• **TASK INSTRUCTIONS**
Lay out the lines of the listing below, from its first line through the line containing "box: [423, 368, 463, 400]", inclusive, as a Markdown table with the columns Row and Line. Number each row and omit blank lines.

Saved data entries
————
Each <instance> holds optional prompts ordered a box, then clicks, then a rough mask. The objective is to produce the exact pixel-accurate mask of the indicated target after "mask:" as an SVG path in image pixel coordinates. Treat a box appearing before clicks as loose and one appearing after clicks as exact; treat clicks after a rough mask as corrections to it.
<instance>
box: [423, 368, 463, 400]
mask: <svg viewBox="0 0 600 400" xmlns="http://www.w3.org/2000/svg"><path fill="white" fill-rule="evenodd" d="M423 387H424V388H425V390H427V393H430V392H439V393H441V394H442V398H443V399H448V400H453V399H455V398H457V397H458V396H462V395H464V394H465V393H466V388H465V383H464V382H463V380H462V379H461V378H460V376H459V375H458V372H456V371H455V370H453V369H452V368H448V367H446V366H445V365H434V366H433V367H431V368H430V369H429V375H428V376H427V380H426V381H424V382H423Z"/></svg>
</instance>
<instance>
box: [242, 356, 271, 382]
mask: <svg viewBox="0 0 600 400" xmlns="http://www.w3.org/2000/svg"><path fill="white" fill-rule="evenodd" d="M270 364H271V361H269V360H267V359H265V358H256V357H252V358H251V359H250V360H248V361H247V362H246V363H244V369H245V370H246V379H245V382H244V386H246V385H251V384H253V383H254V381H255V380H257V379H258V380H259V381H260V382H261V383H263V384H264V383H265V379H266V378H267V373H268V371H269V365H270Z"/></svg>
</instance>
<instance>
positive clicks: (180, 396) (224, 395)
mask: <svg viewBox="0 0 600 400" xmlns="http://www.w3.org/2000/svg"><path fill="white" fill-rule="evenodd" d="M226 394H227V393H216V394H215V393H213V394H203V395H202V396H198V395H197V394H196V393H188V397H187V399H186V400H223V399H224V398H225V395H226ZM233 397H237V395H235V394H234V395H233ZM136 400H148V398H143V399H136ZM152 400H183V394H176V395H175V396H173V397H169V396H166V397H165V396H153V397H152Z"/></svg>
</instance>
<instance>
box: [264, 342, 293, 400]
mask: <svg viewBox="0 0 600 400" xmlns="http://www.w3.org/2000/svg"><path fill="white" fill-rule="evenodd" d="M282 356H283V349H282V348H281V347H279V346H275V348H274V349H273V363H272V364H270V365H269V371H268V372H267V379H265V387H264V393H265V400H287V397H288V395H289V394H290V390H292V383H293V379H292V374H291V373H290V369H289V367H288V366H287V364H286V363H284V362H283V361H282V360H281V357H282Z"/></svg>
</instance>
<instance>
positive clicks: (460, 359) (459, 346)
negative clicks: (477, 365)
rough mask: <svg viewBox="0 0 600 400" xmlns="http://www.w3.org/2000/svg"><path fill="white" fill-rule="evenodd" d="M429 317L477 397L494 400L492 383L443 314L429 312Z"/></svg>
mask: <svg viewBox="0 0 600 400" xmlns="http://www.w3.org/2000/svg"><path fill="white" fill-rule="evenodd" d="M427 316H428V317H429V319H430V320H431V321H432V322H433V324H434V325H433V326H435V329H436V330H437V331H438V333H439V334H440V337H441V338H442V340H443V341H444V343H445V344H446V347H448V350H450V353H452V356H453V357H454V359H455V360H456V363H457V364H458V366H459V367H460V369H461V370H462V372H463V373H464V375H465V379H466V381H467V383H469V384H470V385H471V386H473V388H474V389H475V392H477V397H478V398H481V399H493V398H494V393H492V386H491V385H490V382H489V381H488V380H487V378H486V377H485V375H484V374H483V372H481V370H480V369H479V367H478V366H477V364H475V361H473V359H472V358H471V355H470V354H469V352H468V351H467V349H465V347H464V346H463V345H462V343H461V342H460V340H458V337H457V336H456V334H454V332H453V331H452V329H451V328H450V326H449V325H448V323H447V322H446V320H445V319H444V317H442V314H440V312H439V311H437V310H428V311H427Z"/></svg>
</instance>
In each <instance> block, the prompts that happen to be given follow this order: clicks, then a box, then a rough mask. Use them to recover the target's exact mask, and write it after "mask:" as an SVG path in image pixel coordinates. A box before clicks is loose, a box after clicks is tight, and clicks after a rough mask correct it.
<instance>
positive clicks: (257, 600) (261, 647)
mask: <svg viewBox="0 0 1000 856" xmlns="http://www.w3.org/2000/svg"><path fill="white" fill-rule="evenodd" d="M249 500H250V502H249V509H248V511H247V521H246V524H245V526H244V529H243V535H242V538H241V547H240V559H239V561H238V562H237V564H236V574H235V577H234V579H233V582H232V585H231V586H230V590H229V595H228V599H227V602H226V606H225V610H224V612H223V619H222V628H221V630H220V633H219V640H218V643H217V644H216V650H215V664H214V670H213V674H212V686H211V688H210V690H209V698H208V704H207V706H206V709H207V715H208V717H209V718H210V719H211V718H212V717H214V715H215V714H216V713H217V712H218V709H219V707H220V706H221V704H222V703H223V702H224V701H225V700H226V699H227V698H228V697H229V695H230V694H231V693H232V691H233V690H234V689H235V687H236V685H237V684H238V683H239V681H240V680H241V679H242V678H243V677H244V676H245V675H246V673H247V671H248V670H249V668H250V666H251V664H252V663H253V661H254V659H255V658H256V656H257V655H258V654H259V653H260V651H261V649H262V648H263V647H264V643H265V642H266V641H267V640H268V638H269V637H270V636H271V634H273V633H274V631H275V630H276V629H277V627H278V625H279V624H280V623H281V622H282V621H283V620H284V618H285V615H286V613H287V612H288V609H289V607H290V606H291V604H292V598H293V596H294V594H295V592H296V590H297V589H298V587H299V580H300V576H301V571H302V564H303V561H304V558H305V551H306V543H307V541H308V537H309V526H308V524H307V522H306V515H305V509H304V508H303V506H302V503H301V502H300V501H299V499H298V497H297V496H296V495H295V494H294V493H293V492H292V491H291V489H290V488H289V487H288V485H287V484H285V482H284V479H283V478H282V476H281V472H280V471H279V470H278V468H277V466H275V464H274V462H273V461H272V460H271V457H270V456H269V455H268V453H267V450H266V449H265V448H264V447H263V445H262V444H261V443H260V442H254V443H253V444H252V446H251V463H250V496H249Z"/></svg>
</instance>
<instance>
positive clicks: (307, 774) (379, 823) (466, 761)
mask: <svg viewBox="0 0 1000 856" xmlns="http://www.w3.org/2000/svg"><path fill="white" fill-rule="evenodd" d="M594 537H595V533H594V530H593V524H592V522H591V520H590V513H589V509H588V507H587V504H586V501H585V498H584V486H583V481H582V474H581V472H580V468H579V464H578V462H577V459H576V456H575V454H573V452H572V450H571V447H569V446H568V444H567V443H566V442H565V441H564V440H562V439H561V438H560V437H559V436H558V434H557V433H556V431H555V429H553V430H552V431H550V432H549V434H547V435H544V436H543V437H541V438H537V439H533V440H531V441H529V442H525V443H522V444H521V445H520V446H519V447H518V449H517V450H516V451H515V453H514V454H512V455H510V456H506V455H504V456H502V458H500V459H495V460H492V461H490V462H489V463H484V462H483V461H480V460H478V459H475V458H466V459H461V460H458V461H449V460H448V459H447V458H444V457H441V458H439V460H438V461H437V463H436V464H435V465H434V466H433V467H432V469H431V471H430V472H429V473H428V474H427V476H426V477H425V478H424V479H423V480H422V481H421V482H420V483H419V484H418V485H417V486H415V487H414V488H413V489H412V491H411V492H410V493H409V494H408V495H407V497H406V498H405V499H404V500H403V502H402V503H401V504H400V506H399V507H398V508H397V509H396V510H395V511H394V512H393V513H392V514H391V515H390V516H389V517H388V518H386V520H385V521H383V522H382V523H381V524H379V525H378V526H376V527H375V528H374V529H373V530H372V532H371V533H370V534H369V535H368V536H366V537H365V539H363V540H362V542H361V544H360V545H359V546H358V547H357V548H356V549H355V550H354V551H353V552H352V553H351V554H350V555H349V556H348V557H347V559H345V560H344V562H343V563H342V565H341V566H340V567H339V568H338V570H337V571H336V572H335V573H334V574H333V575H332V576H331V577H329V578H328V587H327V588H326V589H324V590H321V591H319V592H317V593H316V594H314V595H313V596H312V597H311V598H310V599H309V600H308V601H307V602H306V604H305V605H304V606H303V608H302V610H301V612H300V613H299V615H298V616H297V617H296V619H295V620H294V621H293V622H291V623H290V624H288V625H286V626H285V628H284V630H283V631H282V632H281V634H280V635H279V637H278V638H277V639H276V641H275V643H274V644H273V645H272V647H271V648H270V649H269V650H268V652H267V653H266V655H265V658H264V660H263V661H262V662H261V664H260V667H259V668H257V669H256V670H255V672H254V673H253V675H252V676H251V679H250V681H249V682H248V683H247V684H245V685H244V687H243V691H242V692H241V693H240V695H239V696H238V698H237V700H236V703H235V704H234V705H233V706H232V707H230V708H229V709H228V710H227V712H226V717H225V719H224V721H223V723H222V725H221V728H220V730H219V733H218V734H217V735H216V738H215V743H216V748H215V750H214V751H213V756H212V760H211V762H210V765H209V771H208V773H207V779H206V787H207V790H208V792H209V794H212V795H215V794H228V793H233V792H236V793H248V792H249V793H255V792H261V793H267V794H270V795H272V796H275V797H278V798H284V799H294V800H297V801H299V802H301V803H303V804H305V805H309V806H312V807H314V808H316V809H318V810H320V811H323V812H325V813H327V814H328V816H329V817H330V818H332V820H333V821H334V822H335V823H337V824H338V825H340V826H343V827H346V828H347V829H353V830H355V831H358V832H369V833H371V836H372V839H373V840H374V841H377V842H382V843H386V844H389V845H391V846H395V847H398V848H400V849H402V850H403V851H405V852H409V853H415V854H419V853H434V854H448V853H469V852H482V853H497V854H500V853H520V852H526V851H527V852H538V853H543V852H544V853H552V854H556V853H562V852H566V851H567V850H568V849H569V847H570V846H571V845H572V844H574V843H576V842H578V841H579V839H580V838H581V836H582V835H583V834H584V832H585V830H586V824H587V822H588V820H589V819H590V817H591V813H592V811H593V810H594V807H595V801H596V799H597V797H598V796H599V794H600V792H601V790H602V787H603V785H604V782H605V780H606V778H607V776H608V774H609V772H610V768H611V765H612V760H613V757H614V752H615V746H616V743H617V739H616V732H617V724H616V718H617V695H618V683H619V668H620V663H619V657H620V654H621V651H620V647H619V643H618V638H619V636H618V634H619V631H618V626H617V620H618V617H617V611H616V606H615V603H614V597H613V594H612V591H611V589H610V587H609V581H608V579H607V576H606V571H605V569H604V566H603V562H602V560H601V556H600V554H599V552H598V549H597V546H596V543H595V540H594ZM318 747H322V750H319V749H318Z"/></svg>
————
• **RESPONSE AREA**
| Row | Line |
|---|---|
| 1 | Each <instance> holds optional prompts ordered a box, then clicks, then a rough mask. The objective is to produce the exact pixel-accurate mask of the indicated target after "mask:" as an SVG path in image pixel coordinates. Treat a box appearing before clicks as loose and one appearing after clicks as exact; treat clicks after a rough mask as corrections to it. |
| 2 | <instance> |
| 3 | box: [423, 368, 463, 400] |